== Texto para leitura ==
****************
Isolada do resto do governo, a recente deriva da política externa não parece fazer muito sentido. Por que afagar o Irã e hostilizar a Colômbia? Por que tentar constranger Obama como réu em encontro da Unasul e armar o circo da embaixada em Honduras?
As fichas começam a cair quando se constata que, de oito meses para cá, o governo se empenha em sistemática afirmação de uma identidade própria. Ficaram para trás os incertos tempos do começo do primeiro mandato. Mesmo a contragosto, o presidente tinha então de resignar-se aos elogios ambíguos de que só acertava porque dava continuidade à obra do antecessor.
Forte, agora de popularidade inabalável, inebriado pelo êxito contra a recessão e o aplauso internacional, Lula vê chegada a hora de imprimir à sua herança marca pessoal inconfundível. Se a privatização se tornou a ideia-força de Fernando Henrique Cardoso, o retorno do Estado e a criação de nova estatal para o pré-sal darão o tom do governo atual.
****************
== Lista de entradas ==
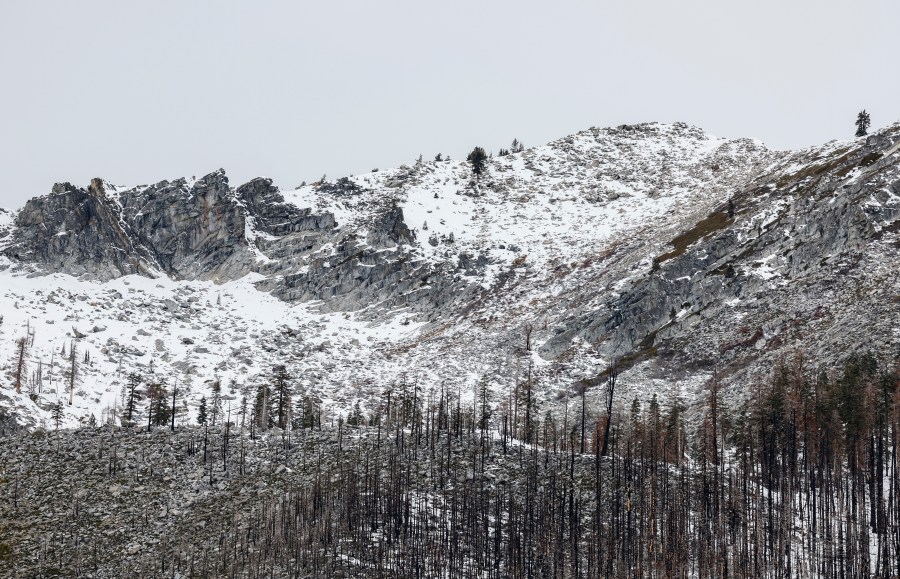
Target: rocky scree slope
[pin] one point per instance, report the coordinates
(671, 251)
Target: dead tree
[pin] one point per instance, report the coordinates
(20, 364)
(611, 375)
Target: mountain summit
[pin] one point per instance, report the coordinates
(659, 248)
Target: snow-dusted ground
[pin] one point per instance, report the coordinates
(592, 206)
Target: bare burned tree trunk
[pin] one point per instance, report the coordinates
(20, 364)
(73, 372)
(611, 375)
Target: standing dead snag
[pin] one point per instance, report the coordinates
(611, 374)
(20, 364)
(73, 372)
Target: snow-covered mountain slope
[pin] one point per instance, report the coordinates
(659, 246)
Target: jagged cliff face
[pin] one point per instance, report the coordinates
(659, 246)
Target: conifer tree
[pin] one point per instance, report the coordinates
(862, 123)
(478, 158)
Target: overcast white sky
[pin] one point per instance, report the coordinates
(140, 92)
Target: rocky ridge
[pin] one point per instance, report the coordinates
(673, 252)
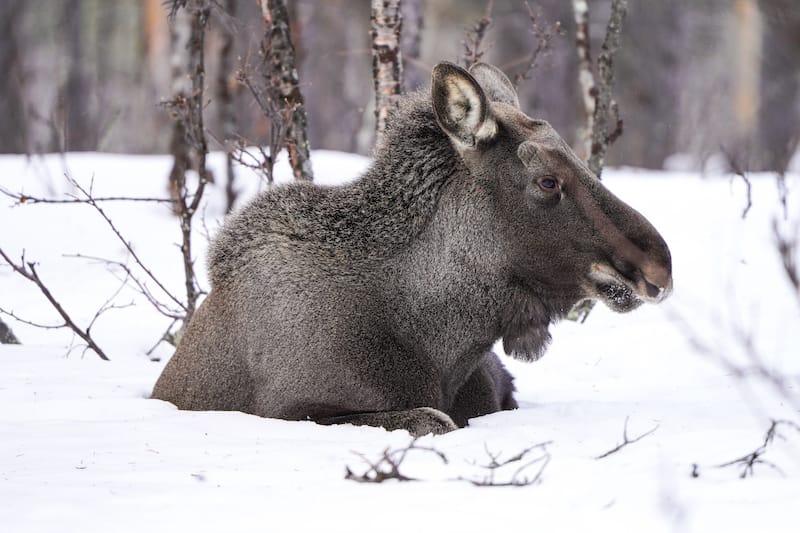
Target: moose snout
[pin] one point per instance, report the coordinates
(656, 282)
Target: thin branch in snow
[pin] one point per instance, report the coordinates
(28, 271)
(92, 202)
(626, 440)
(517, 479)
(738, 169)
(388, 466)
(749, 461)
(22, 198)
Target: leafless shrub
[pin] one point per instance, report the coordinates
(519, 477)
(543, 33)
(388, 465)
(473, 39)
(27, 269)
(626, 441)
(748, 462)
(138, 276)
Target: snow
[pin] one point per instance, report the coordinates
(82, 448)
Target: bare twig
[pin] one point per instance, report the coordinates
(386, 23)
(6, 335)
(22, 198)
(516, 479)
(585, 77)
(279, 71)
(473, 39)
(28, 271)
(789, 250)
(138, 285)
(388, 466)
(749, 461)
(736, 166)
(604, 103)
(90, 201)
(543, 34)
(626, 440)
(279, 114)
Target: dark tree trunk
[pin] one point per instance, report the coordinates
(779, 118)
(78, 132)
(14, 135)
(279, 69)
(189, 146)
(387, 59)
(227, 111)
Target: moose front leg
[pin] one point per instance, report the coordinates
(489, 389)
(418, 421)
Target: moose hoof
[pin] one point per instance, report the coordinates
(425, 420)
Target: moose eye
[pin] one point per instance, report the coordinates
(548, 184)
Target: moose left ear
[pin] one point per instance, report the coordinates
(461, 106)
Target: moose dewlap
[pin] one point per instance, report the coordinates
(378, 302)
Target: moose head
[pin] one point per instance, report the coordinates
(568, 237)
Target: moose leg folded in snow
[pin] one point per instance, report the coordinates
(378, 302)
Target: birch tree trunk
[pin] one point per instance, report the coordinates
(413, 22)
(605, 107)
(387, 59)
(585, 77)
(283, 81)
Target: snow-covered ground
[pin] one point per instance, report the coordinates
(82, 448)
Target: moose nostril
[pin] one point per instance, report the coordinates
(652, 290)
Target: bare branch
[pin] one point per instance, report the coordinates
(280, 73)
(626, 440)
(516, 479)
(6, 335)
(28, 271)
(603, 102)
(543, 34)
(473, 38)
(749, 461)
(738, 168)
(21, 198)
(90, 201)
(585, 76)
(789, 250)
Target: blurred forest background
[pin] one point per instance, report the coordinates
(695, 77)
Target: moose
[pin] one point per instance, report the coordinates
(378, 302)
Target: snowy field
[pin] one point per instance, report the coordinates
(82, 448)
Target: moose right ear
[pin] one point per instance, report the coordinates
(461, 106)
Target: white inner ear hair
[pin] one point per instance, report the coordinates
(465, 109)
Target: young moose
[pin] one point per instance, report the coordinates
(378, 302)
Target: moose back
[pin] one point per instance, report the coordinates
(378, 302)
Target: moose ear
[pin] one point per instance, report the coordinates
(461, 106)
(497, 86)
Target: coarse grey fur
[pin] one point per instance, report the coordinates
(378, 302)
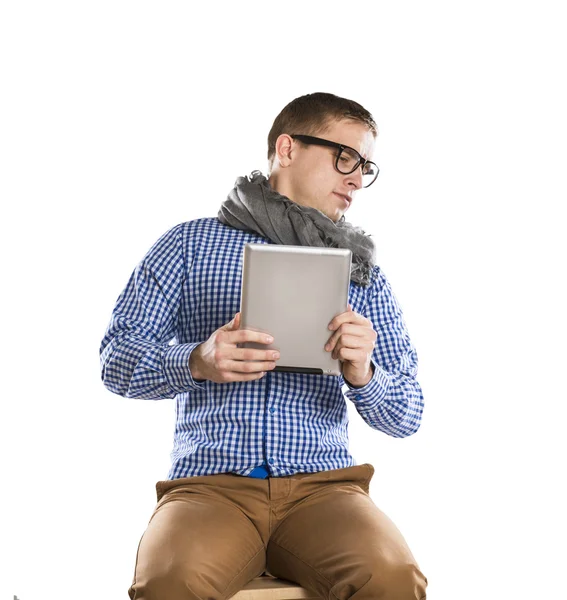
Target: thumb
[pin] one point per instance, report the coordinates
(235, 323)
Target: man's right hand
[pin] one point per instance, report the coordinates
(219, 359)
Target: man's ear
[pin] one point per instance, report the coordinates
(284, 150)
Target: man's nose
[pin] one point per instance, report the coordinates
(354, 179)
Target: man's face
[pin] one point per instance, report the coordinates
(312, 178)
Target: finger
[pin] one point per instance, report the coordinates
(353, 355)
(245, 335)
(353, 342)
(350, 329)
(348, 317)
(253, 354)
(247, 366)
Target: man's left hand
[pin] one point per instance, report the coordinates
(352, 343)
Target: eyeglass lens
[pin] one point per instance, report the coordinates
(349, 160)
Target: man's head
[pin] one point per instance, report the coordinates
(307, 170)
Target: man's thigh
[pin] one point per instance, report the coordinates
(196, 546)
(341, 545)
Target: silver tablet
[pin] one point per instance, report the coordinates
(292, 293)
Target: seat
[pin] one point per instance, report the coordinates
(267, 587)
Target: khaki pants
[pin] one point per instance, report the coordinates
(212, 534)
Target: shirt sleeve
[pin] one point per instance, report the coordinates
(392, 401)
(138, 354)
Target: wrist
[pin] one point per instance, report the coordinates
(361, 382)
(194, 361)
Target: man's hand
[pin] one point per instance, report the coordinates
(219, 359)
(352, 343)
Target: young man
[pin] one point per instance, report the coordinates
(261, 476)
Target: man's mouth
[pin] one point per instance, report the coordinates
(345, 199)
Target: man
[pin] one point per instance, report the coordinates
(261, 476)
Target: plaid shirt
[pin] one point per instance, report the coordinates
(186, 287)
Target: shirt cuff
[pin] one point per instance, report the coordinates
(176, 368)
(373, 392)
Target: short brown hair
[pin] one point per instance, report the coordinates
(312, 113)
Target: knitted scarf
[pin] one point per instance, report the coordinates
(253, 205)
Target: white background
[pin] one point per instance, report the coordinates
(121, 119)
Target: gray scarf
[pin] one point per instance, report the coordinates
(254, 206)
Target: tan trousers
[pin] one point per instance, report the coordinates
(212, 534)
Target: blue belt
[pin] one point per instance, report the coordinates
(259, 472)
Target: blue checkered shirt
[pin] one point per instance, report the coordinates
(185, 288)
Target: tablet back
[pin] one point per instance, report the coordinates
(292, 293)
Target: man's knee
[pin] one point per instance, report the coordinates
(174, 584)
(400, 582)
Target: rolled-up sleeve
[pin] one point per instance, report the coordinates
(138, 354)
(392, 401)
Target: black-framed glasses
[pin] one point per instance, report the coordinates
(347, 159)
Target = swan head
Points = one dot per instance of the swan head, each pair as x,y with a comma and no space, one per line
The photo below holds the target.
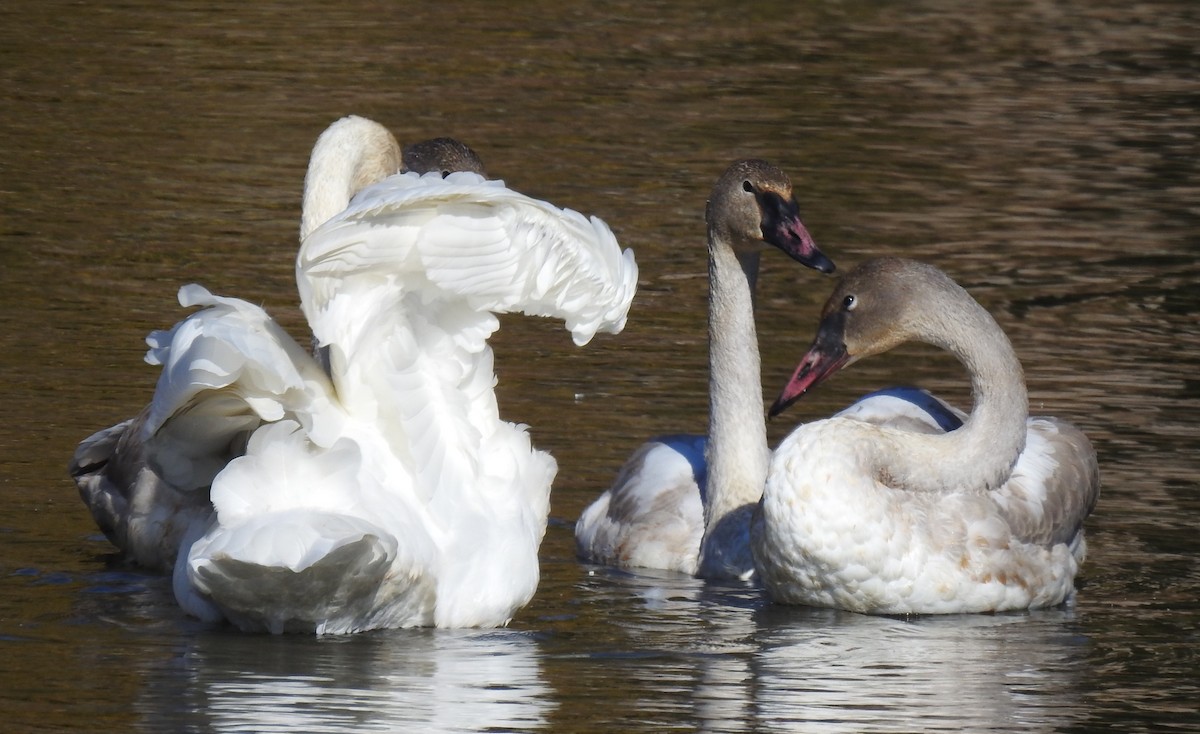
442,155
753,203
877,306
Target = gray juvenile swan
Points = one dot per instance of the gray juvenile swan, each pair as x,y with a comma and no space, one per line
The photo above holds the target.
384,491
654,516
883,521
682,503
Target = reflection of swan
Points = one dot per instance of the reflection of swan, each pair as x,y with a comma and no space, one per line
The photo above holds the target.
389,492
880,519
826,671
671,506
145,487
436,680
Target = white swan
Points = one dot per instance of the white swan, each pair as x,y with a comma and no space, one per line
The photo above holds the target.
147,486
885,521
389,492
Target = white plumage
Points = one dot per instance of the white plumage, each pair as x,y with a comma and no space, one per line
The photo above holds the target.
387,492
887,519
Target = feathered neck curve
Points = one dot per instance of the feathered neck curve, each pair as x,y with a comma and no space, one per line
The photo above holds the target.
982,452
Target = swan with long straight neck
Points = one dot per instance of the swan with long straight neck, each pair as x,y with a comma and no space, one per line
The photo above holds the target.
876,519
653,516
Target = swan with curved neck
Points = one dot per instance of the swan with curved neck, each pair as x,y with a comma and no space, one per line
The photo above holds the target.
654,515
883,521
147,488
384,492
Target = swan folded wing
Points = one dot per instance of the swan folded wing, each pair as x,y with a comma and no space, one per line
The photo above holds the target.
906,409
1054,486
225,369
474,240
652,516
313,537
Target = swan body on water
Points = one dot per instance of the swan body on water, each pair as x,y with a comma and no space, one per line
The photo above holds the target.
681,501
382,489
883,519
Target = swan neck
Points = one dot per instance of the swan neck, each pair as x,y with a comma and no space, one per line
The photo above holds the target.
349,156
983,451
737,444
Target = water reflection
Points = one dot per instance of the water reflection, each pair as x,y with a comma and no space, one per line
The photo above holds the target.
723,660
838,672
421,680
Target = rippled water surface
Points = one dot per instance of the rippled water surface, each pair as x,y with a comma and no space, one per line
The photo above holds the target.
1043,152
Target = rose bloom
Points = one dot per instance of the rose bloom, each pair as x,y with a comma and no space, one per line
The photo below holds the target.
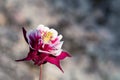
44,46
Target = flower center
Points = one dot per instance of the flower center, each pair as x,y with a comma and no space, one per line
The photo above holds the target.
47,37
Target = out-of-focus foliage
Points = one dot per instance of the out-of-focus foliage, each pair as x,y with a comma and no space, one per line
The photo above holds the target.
****************
== Tarefas escritas ==
1. Reproduza o trecho do texto sobre a política externa entre "As fichas começam" e "obra do antecessor.", inclusive.
2. Continue o texto sobre a política externa do governo Lula depois da última frase.

== Respostas por tarefa ==
1.
As fichas começam a cair quando se constata que, de oito meses para cá, o governo se empenha em sistemática afirmação de uma identidade própria. Ficaram para trás os incertos tempos do começo do primeiro mandato. Mesmo a contragosto, o presidente tinha então de resignar-se aos elogios ambíguos de que só acertava porque dava continuidade à obra do antecessor.

2.
O pré-sal e a crise financeira fornecem as duas oportunidades para justificar a descontinuidade em relação ao período anterior. O primeiro permite revogar toda a política de concessões, leilões e reforma da Petrobras. De sobra, promete recursos para viabilizar o fator previdenciário, a consolidação dos programas sociais contra retrocessos, a redução da semana de trabalho.
A crise fez do pecado de gastar uma virtude redentora. Legitima arquivar em definitivo a receita vinda de Palocci e Delfim para aumentar o superavit primário até zerar o deficit nominal. A nova política econômica, que mercados financeiros e agências de risco confundem com a antiga, consiste no crescimento puxado pelas despesas do governo e o consumo de massa.
Até os leilões de rodovias federais, que serviram para projetar a candidata oficial, tornaram-se vítimas do temor da detestada privatização. As Parcerias Público-Privadas, de que se falou tanto, foram juntar-se ao Fome Zero, ao Primeiro Emprego, ao etanol talvez, no cemitério dos slogans abandonados. Os heróis do agronegócio terão de exercitar o heroísmo cumprindo os índices de produtividade desejados pelo MST.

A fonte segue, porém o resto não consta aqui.